▸ WHAT NEEDS TO BE DONE: Convert everything from the line containing "Target = child's arm" down to the end of the entries below into a JSON list of strings, one string per line, omitting any blank lines.

▸ DATA IN THIS EXERCISE:
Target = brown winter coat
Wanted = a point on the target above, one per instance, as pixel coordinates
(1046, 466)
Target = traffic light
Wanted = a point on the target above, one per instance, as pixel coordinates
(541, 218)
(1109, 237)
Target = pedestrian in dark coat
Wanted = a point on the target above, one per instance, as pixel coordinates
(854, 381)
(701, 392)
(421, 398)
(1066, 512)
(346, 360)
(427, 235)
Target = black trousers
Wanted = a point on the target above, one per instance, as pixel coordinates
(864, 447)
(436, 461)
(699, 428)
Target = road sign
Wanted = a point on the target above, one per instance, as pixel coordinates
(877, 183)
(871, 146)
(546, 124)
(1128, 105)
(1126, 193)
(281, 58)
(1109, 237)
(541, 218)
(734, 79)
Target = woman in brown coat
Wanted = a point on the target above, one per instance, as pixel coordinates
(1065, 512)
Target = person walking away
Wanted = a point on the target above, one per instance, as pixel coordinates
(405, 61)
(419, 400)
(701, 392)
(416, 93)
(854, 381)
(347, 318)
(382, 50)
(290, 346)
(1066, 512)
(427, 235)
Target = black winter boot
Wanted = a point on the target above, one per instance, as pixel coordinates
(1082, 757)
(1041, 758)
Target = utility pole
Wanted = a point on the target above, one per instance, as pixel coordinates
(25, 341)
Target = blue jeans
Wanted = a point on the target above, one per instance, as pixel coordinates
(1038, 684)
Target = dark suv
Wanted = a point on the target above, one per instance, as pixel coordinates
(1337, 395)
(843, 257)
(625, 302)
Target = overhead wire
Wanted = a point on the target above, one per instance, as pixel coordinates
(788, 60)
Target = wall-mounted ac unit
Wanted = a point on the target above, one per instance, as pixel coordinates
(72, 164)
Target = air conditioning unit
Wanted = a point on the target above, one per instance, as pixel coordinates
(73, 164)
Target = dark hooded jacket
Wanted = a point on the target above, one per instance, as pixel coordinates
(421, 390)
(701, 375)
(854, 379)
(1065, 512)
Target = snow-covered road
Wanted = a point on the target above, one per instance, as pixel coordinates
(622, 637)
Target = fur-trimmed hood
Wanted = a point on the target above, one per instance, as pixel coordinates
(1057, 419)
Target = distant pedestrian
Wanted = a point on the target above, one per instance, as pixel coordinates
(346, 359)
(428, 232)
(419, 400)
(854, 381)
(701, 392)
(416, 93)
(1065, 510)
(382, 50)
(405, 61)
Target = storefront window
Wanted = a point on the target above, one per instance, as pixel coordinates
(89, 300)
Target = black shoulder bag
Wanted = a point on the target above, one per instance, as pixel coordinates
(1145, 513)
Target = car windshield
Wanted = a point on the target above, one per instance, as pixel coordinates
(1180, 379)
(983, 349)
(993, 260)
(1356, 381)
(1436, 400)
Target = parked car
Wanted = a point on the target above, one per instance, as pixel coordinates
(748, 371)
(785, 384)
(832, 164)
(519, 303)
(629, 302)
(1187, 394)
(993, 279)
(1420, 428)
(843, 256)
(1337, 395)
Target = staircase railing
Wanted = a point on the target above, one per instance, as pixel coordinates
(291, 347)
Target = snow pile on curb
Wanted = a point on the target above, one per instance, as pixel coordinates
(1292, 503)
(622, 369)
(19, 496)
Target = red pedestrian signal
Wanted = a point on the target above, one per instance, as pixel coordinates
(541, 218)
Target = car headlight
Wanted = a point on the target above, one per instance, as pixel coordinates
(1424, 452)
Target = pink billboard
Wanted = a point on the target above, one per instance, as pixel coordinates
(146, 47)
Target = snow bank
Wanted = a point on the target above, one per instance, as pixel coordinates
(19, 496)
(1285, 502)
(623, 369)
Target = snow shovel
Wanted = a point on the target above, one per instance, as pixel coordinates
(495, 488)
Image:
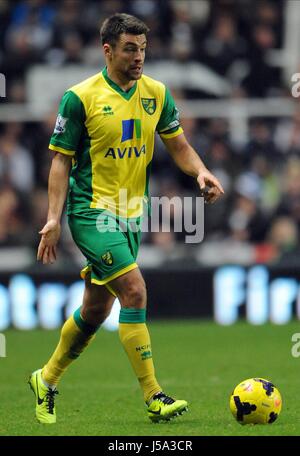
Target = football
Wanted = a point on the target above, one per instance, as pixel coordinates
(255, 401)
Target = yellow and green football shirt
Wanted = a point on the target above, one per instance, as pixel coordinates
(110, 135)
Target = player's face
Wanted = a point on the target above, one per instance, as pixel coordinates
(128, 55)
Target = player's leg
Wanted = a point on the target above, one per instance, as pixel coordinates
(76, 334)
(131, 291)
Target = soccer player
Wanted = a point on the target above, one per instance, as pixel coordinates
(104, 138)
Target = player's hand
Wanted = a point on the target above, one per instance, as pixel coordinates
(210, 187)
(47, 246)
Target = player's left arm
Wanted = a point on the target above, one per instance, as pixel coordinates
(187, 159)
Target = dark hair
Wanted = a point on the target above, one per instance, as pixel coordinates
(120, 23)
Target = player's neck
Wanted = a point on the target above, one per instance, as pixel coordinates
(118, 79)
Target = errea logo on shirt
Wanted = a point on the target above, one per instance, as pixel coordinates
(107, 111)
(131, 128)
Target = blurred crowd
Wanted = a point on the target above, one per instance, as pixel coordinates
(261, 177)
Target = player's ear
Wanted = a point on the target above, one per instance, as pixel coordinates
(107, 50)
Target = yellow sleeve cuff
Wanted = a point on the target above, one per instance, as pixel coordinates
(62, 150)
(171, 135)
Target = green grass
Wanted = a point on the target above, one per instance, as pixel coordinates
(197, 361)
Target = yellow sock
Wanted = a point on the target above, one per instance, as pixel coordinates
(76, 335)
(135, 338)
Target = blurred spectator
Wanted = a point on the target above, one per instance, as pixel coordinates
(16, 164)
(283, 238)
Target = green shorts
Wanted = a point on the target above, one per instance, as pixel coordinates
(110, 244)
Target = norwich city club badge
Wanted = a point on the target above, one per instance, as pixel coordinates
(107, 258)
(149, 104)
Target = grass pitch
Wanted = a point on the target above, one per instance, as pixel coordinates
(198, 361)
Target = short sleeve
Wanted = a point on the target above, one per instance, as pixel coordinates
(69, 125)
(169, 125)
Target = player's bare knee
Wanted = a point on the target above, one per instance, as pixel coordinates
(135, 296)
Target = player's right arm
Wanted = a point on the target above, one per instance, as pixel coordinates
(64, 142)
(57, 192)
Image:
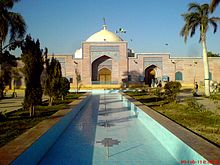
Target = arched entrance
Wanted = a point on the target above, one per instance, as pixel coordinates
(101, 70)
(150, 75)
(104, 75)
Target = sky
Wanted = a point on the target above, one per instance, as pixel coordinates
(151, 26)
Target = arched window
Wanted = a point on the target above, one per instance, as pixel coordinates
(179, 76)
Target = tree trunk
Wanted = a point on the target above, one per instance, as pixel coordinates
(206, 68)
(51, 101)
(31, 110)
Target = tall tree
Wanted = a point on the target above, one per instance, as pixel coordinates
(53, 80)
(10, 23)
(213, 5)
(64, 87)
(32, 57)
(7, 61)
(198, 17)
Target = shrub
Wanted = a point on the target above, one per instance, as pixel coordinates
(193, 104)
(171, 89)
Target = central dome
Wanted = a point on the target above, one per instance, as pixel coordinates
(104, 36)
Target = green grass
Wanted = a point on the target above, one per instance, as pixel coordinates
(19, 121)
(193, 117)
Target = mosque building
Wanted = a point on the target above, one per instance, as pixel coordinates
(104, 58)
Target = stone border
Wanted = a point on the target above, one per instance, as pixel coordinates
(18, 146)
(199, 144)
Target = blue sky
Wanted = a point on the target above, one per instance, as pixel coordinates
(62, 26)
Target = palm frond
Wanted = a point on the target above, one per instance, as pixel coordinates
(17, 26)
(193, 7)
(214, 25)
(213, 5)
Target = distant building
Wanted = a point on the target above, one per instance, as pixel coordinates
(105, 58)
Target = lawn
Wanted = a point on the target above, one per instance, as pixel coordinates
(188, 113)
(19, 121)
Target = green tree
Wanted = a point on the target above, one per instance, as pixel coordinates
(10, 22)
(78, 80)
(64, 87)
(53, 80)
(198, 17)
(32, 57)
(7, 61)
(213, 5)
(16, 76)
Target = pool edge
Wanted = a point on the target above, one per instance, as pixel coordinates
(197, 143)
(15, 148)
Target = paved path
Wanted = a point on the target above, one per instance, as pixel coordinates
(208, 104)
(13, 104)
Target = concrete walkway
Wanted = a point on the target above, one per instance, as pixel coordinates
(207, 104)
(12, 104)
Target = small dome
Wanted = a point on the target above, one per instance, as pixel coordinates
(104, 36)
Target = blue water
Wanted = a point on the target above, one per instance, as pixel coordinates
(105, 116)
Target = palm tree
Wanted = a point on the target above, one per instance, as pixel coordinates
(10, 22)
(213, 5)
(198, 17)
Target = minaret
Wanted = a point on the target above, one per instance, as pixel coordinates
(104, 25)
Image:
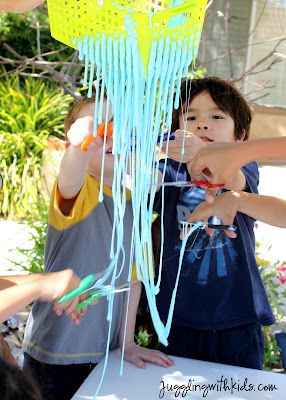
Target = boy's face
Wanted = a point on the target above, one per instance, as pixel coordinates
(207, 121)
(95, 160)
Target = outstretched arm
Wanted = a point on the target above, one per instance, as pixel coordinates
(268, 209)
(19, 5)
(132, 352)
(17, 292)
(219, 161)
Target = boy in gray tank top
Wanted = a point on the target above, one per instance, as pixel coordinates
(59, 354)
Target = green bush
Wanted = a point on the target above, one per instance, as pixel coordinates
(19, 32)
(273, 277)
(32, 259)
(30, 112)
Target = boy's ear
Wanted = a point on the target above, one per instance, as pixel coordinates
(242, 137)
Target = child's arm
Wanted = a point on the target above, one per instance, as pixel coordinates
(19, 5)
(132, 352)
(74, 165)
(6, 352)
(17, 292)
(184, 147)
(75, 161)
(270, 210)
(219, 161)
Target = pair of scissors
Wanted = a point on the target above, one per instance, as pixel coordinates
(219, 227)
(87, 285)
(165, 137)
(100, 132)
(203, 184)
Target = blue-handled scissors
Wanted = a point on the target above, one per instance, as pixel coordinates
(219, 227)
(88, 285)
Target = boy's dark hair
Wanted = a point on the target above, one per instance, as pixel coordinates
(225, 95)
(16, 384)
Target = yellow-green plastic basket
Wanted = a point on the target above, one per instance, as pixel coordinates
(145, 20)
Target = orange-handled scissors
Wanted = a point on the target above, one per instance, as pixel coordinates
(100, 132)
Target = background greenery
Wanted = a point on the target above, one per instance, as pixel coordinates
(33, 104)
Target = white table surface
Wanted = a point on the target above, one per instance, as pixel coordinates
(146, 384)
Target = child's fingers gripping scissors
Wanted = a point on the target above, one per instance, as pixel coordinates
(93, 293)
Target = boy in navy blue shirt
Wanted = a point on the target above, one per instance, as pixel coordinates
(221, 302)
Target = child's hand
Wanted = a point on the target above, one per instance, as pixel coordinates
(224, 206)
(55, 285)
(186, 141)
(138, 355)
(80, 130)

▸ EXERCISE RESPONSE:
[
  "Target = child's arm",
  "Wanted = a point on the target above, one per instance, as pixel coordinates",
  "(19, 5)",
  "(132, 352)",
  "(74, 165)",
  "(6, 352)",
  "(17, 292)",
  "(184, 147)",
  "(75, 161)",
  "(270, 210)",
  "(219, 161)",
  "Target = pair of scissors",
  "Wanted = a point on the target above, one per instance, as pixel coordinates",
  "(219, 227)",
  "(87, 285)",
  "(165, 137)",
  "(100, 132)",
  "(203, 184)",
  "Target = blue-handled scissors",
  "Wanted = a point on the target above, one per instance, as pixel coordinates",
  "(219, 227)",
  "(88, 285)",
  "Target = boy's dark hair",
  "Wanted = a point on the target above, one per instance, as pixel coordinates",
  "(225, 95)",
  "(16, 384)",
  "Target = yellow-green plastic basket",
  "Wanted = a point on the target above, one per instance, as pixel coordinates",
  "(145, 20)",
  "Target = orange-handled scissors",
  "Wanted = a point on the target above, one per instance, as pixel coordinates",
  "(100, 132)",
  "Target = background greenery",
  "Wanted = a point on the target above, one per instance, as pixel coordinates",
  "(33, 104)",
  "Target = white table surface",
  "Wanted = a point on the target above, one per instance, as pixel coordinates",
  "(146, 384)",
  "Target = child's fingers gripping scissors",
  "Wanted = a point on the target above, one per instance, as pixel coordinates",
  "(93, 293)",
  "Target = boy in navy blue shirt",
  "Wanted = a point on the target above, one per instance, as pixel coordinates",
  "(221, 302)",
  "Target = child's hand",
  "Wanted = a point on the target above, one per instance, as pixel coordinates",
  "(224, 206)",
  "(55, 285)",
  "(186, 141)",
  "(138, 355)",
  "(80, 130)"
]